• Consigne à suivre: Pouvez-vous poursuivre le texte sur les sanctions contre la Russie en reprenant juste après sa dernière phrase ?

Immédiatement après l'invasion de l'Ukraine par l'armée russe, les vingt-sept pays de l'Union européenne et les États-Unis se sont accordés sur la mise en place d'une batterie de sanctions contre la Russie. Ces mesures comprennent des sanctions individuelles, des sanctions économiques et des mesures diplomatiques. Face aux crises internationales, les États choisissent de plus en plus fréquemment d'avoir recours à l'adoption de sanctions internationales, comme une alternative à l'utilisation des forces armées. Comme le disait dès 1919, Thomas Woodrow Wilson, président des États-Unis d'Amérique : « En appliquant ce remède économique, pacifique, silencieux et meurtrier, nul besoin de recours à la force. » (Gomez, 2016). Tout en s'inscrivant dans la logique générale des sanctions internationales telles qu'elles sont traditionnellement pensées, les sanctions imposées à la Russie à la suite de l'invasion en Ukraine représentent un tournant que nous expliciterons ici.
Nous rappellerons dans un premier temps la doctrine traditionnelle de la notion de sanction internationale en distinguant ses différentes formes et modalités historiques. Puis nous détaillerons les différentes sanctions prises par l'Union européenne. Nous montrerons en quoi les sanctions contre la Russie prolongent mais aussi dérogent à cette doctrine générale. Les sanctions édictées par les pays occidentaux à la suite de l'invasion de l'Ukraine répondent à ces différentes logiques, mais représentent également un tournant dans la manière de percevoir et d'utiliser cet instrument de politique étrangère.

• Données extraites:
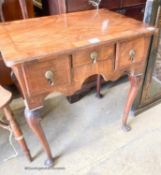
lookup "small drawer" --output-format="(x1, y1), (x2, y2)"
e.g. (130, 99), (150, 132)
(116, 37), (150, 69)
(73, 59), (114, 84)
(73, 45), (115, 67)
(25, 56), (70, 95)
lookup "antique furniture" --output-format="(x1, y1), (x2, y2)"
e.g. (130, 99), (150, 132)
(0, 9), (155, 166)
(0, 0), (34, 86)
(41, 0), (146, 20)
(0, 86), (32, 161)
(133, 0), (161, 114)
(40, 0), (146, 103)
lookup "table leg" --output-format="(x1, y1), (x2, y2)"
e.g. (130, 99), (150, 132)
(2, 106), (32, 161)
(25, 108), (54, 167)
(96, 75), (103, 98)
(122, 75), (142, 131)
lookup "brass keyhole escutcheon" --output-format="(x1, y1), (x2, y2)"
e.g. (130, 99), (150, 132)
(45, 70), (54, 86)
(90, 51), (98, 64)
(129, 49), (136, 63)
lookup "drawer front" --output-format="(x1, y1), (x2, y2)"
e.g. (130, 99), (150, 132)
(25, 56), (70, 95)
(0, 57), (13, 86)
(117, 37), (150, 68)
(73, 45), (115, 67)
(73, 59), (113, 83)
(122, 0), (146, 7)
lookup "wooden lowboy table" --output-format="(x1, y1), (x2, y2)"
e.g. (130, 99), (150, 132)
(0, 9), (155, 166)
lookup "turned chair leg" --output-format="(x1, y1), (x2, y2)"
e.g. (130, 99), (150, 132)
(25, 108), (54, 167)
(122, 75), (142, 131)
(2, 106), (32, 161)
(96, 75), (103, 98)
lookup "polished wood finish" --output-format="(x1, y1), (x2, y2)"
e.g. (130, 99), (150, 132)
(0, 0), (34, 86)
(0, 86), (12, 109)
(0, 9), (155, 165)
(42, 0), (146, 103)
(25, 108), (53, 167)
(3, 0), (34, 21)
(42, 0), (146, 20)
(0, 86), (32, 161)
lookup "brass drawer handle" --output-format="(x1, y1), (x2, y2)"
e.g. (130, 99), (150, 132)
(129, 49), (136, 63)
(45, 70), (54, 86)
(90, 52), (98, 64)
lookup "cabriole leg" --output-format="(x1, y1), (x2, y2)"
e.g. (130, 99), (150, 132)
---
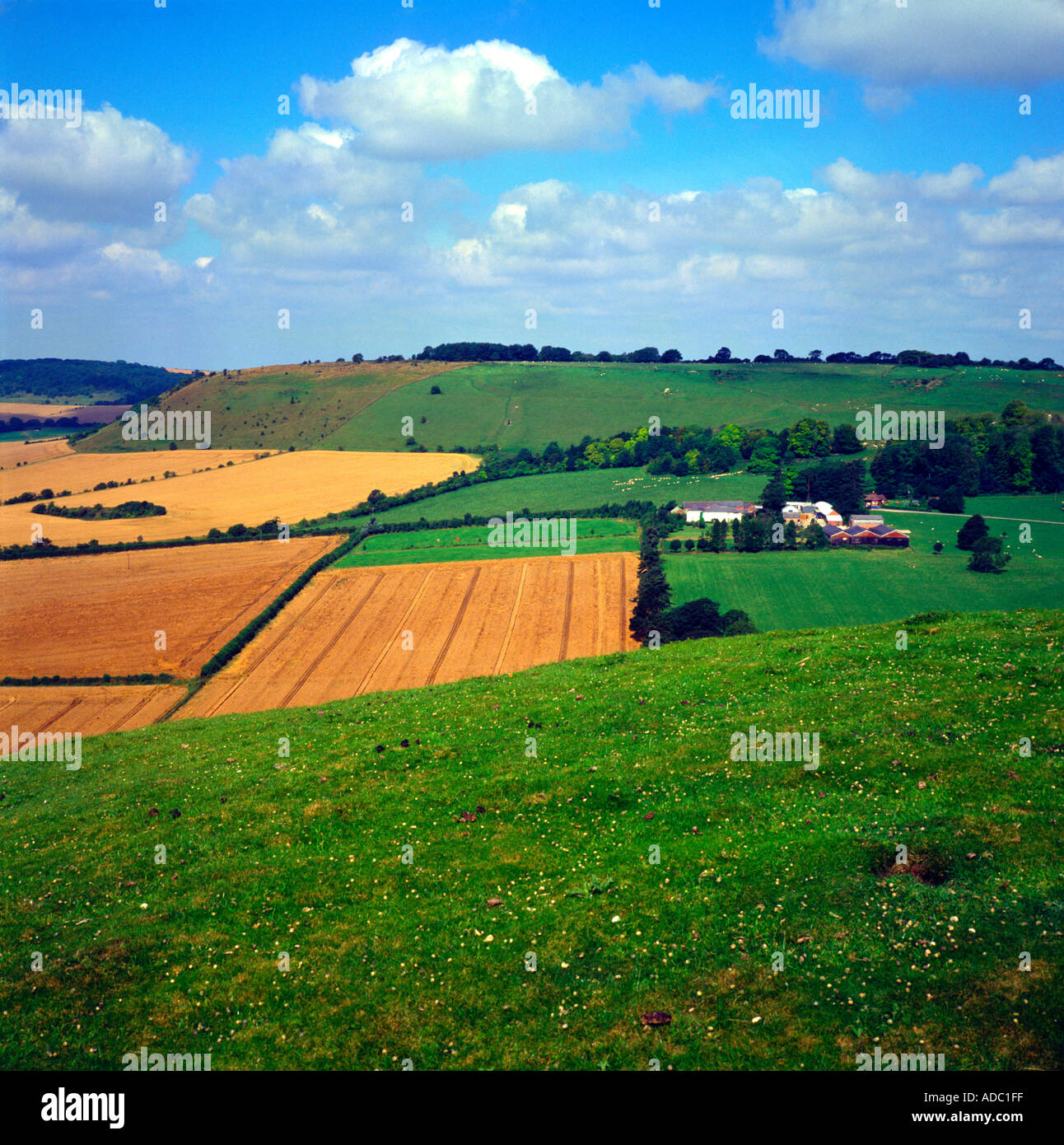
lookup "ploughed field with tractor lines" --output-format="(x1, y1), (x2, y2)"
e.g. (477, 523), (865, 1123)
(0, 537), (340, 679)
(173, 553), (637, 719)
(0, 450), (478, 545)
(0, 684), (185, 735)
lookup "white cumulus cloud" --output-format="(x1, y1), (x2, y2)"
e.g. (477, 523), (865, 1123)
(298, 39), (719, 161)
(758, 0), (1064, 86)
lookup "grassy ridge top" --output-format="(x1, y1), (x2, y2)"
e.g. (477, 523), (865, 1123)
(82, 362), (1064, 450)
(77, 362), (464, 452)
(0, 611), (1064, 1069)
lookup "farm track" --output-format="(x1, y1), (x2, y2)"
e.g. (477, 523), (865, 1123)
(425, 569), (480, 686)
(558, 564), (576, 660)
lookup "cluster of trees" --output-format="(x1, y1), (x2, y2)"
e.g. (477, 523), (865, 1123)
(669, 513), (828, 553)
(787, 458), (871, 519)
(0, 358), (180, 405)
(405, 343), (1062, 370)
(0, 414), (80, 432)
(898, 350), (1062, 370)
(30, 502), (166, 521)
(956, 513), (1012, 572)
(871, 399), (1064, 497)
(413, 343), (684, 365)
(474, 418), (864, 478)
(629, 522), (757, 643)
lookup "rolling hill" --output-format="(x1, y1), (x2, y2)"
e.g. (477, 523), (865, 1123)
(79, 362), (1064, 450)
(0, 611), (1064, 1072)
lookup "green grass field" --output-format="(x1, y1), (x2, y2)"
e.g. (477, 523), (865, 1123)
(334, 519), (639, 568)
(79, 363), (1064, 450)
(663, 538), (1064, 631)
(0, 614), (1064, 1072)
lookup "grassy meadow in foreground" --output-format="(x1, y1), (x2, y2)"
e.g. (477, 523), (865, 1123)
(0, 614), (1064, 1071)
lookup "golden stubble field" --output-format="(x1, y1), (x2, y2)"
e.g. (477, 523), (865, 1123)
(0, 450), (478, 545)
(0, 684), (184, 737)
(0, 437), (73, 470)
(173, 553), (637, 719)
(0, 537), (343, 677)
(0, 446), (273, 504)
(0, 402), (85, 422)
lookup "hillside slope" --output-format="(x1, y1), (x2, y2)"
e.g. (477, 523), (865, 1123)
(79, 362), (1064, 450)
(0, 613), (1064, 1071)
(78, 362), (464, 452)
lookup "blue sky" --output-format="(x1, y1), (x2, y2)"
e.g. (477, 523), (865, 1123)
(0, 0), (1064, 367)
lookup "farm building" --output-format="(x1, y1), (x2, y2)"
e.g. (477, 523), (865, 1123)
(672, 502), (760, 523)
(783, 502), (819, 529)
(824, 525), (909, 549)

• Résultat de la tâche:
Qu'est-ce qu'une sanction ?
Le xxe siècle a vu un recours massif aux sanctions économiques internationales. Ce n'est qu'après la Première Guerre mondiale que les sanctions, ou mesures coercitives, ont été codifiées par le droit international public, dans le cadre de la Société des Nations (SDN). Les sanctions prononcées par le Conseil de sécurité de l'ONU (Organisation des Nations unies) relèvent du chapitre VII de sa Charte. Le recours aux sanctions est prévu par l'article 41 de ce chapitre, qui dispose que « le Conseil de sécurité peut décider quelles mesures n'impliquant pas l'emploi de la force armée doivent être prises pour donner effet à ses décisions, et peut inviter les membres des Nations unies à appliquer ces mesures » (Nations unies, 1945).
Mais le concept de « sanctions » englobe des mesures de natures différentes : restrictions commerciales, sanctions financières (gel des avoirs d'entités ou de personnes physiques), remise en cause de l'aide publique au développement ou encore interdictions de voyager. Selon les cas, les « sanctions » sont prises à l'encontre de pays, d'entités infra-étatiques (groupes insurrectionnels ou terroristes), de personnes morales (entreprises, institutions financières, associations) ou d'individus. La « sanction » est perçue et présentée comme une mesure coercitive, visant à assurer le maintien de la paix et de la sécurité. On distingue les sanctions multilatérales, prises sont l'égide des Nations unies, et les sanctions unilatérales, édictées par un seul État ou groupe d'États. Mais malgré son usage courant, le terme de « sanctions » n'est mentionné nulle part dans la Charte de l'ONU. En effet, le chapitre VII qui réglemente les actions de l'ONU en cas d'atteinte à la paix et à la sécurité internationale ne mentionne que des « mesures » ou des « mesures préventives et coercitives ». Il n'existe donc pas de définition claire de la notion générale de « sanctions » en droit international, ce qui crée un débat sémantique sur l'utilisation des termes. En effet, les États ne présentent pas leurs mesures comme des mesures coercitives unilatérales, préférant employer des termes tels que « sanctions », comme les États-Unis, ou « mesures restrictives », comme l'Union européenne. Il n'y a donc pas de définition universellement reconnue des mesures coercitives unilatérales, et de leur rapport au droit international.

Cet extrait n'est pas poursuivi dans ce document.